Text to read:
○ ○ ○ ○

0

I am trying to plot a bubble chart in d3.js using a file that is updated every few seconds and I'm having trouble with a few parts of the code.

The whole data-to-visualization pipeline is described below:

  1. Data is gathered, processed and saved using a dataproc cluster on GCP
  2. Data is retrieved from GCP and saved to a local machine as a .csv file every 10 seconds
  3. The .csv file is used to create a d3.js visualization - the visualization is updated using d3's setInterval().

A sample of the data is shown below:

Tag Count Date
0 python 1 12/06 18:15:40
1 pandas 1 12/06 18:15:40
2 java 1 12/06 18:15:40
3 html 1 12/06 18:15:40
4 c++ 1 12/06 18:15:40

The issues I'm facing are numbered below:

  1. Ideally, I would like to be able to get the data and store just that new data (i.e. overwrite the old file) when saving it on the GCP end. I'm not able to do that because for some reason it seems that something is causing the script to clear out variables in memory (potentially?). I say this because when I run the code below, the csv variable is reset each time. To remedy this, I'm appending all data gathered so that I have all the data.

  2. Currently, it seems that every time that I run the update function, the circles are replotted (which is what is happening - I understand) but I would like to figure out how to get the circles that I already have and transition them so that they show their new values and only draw new circles for the new data. I'm unable to achieve that with my current code even though I've tried many different ways to transition the data.

I was expecting to be able to update the csv variable in memory so that I would not have to reprocess the data every time. I would also prefer not to append the file and pull the complete file each iteration. Furthermore, the every iteration the visuals are a complete wipe of the canvas and replotting rather than a smooth transition.

Here is my code and a couple of pictures of the visualization at different times. Any suggestion would be extremely helpful.

<!DOCTYPE html>
<html lang="en">
<head>
    <meta charset="UTF-8">
    <meta http-equiv="X-UA-Compatible" content="IE=edge">
    <meta name="viewport" content="width=device-width, initial-scale=1.0">
    <title>Real-Time Tags Analysis</title>
    <script src="https://d3js.org/d3.v4.js"></script>
    <script src="//d3js.org/d3-scale-chromatic.v0.3.min.js"></script>
</head>
<body>
    <h1>Real-Time Tags Analysis</h1>
    <div id="dataviz"></div>
    <script>
        
        //defining constant for the visualization
        const width = window.innerWidth, height = window.innerHeight, sizeDivisor = 0.1, nodePadding = 2.75, topTags = 12;

        //defining svg canvas
        let svg = d3.select("body")
            .append("svg")
            .attr("width", width)

○ ○ ○ ○

Stored rows:
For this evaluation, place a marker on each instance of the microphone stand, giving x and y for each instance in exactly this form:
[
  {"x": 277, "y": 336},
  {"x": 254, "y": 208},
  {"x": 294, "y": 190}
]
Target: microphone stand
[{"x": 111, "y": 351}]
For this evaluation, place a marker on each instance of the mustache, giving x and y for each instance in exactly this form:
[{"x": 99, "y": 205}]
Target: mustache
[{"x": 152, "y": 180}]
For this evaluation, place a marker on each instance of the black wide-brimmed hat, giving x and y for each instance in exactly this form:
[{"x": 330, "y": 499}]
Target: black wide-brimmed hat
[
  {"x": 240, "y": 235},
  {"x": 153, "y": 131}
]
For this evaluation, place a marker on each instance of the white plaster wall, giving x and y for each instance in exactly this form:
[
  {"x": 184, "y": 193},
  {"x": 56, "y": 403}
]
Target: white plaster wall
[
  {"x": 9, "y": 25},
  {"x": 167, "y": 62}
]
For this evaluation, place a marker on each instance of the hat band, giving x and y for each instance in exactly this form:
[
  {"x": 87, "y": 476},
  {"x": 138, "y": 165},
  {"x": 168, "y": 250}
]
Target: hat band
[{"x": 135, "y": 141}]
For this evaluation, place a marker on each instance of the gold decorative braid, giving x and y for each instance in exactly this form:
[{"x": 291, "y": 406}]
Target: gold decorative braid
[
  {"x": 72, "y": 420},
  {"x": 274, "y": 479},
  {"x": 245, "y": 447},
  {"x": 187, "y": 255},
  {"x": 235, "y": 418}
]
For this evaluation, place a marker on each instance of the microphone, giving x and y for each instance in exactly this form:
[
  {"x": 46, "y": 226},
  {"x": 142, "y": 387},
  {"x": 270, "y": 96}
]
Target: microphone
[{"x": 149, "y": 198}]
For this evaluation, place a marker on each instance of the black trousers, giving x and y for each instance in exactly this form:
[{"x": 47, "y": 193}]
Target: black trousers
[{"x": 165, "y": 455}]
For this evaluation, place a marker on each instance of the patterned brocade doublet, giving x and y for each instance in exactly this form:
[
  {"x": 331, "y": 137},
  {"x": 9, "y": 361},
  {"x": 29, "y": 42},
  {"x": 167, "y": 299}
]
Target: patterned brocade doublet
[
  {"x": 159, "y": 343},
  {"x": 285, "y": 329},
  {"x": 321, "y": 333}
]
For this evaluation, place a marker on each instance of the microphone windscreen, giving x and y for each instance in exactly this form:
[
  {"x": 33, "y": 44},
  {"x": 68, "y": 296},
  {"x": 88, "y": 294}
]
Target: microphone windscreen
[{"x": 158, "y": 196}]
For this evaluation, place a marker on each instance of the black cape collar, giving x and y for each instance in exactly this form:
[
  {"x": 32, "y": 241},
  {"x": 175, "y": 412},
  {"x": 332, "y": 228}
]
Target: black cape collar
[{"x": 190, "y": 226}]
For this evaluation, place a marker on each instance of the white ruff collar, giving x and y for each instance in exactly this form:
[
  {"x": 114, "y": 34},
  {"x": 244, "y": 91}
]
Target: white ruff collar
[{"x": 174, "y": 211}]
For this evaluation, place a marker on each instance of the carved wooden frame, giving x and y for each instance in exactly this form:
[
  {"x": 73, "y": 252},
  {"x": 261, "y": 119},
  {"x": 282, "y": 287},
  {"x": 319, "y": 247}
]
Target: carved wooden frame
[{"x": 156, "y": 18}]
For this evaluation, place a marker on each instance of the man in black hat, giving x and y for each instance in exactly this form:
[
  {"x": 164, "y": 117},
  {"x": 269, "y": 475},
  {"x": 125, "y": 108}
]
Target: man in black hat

○ ○ ○ ○

What to do:
a. From the d3.js bubble chart post, reproduce the passage starting with "I was expecting" and going on through "be extremely helpful.".
b. Using the d3.js bubble chart post, answer these:
(i) How often is the .csv file saved to the local machine?
(ii) Which version of the d3 library does the page's script tag load?
(iii) What value is assigned to the constant topTags?

Task-by-task outputs:
a.
I was expecting to be able to update the csv variable in memory so that I would not have to reprocess the data every time. I would also prefer not to append the file and pull the complete file each iteration. Furthermore, the every iteration the visuals are a complete wipe of the canvas and replotting rather than a smooth transition.

Here is my code and a couple of pictures of the visualization at different times. Any suggestion would be extremely helpful.

b.
(i) Every 10 seconds.
(ii) Version 4 (d3.v4.js).
(iii) 12.